EXCERPT TO READ ▸
____

Spain is the most popular destination for British citizens wishing to retire in Europe. The climate, the quality of life and affordable residential real estate combine to make Spain the country of choice for many people when considering retirement. The Office of National Statistics (ONS) states that as many as one-third of the British ex-pats living in Spain are over retirement age.
A common course of action that many people take is to buy a property in Spain as a holiday home, often rented out when the owners are not resident, with a view to eventually moving to Spain permanently when it is time to retire. The limitations that Brexit has placed on British citizens as third-country citizens have impacted on the length of time their homes in Spain can be visited as well as creating a lengthy wait before they can return to Spain.
Fortunately, there is a solution for British citizens who are aiming to retire to Spain. Giambrone's well respected Spanish immigration lawyers in our Spanish offices point out that they should apply for a non-lucrative visa which permits the possessor to travel to Spain without limit on the number of days they can stay in Spain. A non-lucrative visa is designed primarily for individuals who have retired or do not intend to work in Spain. In certain circumstances, once a non-lucrative visa has been obtained there is an opportunity to convert to a working visa after the first year.
An application for a non-lucrative visa should be made by the individual requiring the visa. However, there are circumstances that permit an application to be made by a third party with notarised authorisation if there is an admissible reason, such as in the case of minors, where parents or guardians are permitted to apply.
The documentation required to support your application is as follows:
- A valid passport.
- Evidence of payment of the visa application.
- Completion of a national visa form and EX01form.
- Documentary evidence proving you have no criminal record in Britain or Spain.
- You must have private health insurance with a company authorised to operate in Spain – the insurance coverage must be comprehensive.
- A medical certificate, issued at least three months before submission of your visa application, complying with the International Health Regulations.

____

EXTRACTED RECORDS ▸
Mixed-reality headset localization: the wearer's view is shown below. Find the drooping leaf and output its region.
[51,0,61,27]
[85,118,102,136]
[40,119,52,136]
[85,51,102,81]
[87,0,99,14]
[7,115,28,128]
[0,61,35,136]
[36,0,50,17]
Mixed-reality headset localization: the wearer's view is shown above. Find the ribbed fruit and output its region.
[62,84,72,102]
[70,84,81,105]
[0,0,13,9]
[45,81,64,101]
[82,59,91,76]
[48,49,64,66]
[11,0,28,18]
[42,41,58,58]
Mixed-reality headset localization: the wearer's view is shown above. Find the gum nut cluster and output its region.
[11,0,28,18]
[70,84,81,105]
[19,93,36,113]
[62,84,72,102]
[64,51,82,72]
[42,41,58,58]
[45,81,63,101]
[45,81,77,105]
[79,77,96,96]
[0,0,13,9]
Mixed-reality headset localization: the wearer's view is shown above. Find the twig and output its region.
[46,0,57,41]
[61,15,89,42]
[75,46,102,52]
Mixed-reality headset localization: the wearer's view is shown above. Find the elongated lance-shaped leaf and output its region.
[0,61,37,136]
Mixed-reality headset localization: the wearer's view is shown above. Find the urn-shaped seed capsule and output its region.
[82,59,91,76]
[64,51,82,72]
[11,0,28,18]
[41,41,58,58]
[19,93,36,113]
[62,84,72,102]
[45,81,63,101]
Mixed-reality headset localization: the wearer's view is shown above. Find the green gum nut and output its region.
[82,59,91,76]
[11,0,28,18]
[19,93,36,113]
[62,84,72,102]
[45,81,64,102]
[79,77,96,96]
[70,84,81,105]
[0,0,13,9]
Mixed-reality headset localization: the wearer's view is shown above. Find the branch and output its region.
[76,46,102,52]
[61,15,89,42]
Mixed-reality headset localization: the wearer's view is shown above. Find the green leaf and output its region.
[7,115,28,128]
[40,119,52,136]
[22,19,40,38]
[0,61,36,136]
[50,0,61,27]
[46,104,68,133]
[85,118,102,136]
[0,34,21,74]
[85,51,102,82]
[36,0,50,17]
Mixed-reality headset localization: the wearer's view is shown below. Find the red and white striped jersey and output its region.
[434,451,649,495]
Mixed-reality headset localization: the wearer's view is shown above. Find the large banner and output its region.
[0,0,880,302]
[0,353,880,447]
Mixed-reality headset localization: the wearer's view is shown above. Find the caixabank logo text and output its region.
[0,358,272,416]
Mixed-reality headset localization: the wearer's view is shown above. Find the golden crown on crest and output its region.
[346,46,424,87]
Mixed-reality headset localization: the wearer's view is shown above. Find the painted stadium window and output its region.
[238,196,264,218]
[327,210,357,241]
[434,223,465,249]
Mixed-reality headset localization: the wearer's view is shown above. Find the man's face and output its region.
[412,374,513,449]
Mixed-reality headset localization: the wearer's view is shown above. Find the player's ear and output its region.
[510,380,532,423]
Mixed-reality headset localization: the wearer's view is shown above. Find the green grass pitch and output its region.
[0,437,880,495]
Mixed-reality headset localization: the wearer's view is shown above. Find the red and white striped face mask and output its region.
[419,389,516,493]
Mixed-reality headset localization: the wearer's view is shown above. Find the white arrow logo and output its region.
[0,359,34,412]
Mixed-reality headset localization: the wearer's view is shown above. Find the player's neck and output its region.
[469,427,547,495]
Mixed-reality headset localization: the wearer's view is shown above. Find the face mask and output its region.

____

Please resume the article above on retiring to Spain on a non-lucrative visa, continuing right after its last sentence, the one ending "complying with the International Health Regulations."

- Form 720-052 must be completed and the fee paid to permit temporary authorisation for residence. You must be able to demonstrate that you have sufficient funds to support yourself for one year in the shape of a monthly income of €2,259.60. or you have over €27,000 in your bank account. Evidence to this effect can take the form of payslips, a State or Government pension, pension scheme, or possession of investment assets that guarantee your income.
- If you have dependents you must have an additional income of €564.90 per month per dependent.
You will be required to attend a mandatory interview to be held at the consulate office, which will go towards the decision on the visa. Giambrone's experienced Spanish immigration lawyers will advise and guide you through the entire procedure and ensure that all the documentation required to support your application is valid, compliant and that there are no omissions that will result in rejection.
Once the visa has been granted it must be collected within one month of the notification of acceptance. There are circumstances where the consular office will request additional documentation.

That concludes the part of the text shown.